* _TASK ITEM 1_
In the abstract on gravitational-wave templates for spinning binaries, explain how the template family describes all spin effects with a single "reduced-spin" parameter.
* _TASK ITEM 2_
Please print the part of the abstract on gravitational-wave templates for spinning binaries that starts at "This template family , which" and ends at "low-mass binaries .".

** SUPPLIED PASSAGE follows **

This paper presents a post-Newtonian ( PN ) template family of gravitational waveforms from inspiralling compact binaries with non-precessing spins , where the spin effects are described by a single “ reduced-spin ” parameter .
This template family , which reparametrizes all the spin-dependent PN terms in terms of the leading-order ( 1.5PN ) spin-orbit coupling term in an approximate way , has very high overlaps ( fitting factor > 0.99 ) with non-precessing binaries with arbitrary mass ratios and spins .
We also show that this template family is “ effectual ” for the detection of a significant fraction of generic spinning binaries in the comparable-mass regime ( m _ { 2 } / m _ { 1 } \lesssim 10 ) , providing an attractive and feasible way of searching for gravitational waves ( GWs ) from spinning low-mass binaries .
We also show that the secular ( non-oscillatory ) spin-dependent effects in the phase evolution ( which are taken into account by the non-precessing templates ) are more important than the oscillatory effects of precession in the comparable-mass ( m _ { 1 } \simeq m _ { 2 } ) regime .

** End of SUPPLIED PASSAGE **
** DATA TO EXAMINE follows **

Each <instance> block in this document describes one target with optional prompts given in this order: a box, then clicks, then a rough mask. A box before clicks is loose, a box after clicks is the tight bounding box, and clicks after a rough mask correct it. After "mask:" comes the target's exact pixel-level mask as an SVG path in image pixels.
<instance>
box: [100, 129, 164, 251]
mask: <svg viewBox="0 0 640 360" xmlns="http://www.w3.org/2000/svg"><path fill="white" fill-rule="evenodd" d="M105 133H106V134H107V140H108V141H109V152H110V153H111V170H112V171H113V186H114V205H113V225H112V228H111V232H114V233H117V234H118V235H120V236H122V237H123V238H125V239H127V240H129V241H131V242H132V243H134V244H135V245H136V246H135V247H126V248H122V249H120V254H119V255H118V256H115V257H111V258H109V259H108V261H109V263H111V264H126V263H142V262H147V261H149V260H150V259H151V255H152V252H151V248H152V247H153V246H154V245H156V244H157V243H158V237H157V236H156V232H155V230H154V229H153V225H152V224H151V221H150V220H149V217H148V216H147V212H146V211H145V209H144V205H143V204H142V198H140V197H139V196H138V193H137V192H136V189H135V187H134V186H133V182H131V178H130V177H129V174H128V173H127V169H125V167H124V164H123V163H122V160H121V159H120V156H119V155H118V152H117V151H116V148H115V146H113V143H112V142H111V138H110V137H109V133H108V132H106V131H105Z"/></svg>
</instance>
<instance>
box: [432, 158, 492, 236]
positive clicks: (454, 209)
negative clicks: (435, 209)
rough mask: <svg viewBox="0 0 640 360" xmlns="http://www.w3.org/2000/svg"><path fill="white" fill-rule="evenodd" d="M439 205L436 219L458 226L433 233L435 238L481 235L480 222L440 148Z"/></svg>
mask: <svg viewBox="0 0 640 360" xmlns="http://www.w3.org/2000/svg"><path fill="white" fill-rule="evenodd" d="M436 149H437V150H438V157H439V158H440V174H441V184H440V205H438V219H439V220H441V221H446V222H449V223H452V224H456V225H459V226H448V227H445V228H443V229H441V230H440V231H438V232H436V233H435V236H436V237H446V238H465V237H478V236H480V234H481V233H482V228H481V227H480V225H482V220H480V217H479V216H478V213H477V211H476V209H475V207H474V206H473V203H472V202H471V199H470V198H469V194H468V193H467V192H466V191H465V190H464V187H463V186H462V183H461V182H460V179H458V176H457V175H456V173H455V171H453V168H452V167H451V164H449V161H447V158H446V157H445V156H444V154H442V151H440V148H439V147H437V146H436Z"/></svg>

** End of DATA TO EXAMINE **

* _EXERCISE OUTPUT 1_
It approximately reparametrizes every spin-dependent post-Newtonian term in terms of the leading-order (1.5PN) spin-orbit coupling term. This lets one "reduced-spin" parameter stand for all the spin effects in binaries whose spins do not precess.

* _EXERCISE OUTPUT 2_
This template family , which reparametrizes all the spin-dependent PN terms in terms of the leading-order ( 1.5PN ) spin-orbit coupling term in an approximate way , has very high overlaps ( fitting factor > 0.99 ) with non-precessing binaries with arbitrary mass ratios and spins .
We also show that this template family is “ effectual ” for the detection of a significant fraction of generic spinning binaries in the comparable-mass regime ( m _ { 2 } / m _ { 1 } \lesssim 10 ) , providing an attractive and feasible way of searching for gravitational waves ( GWs ) from spinning low-mass binaries .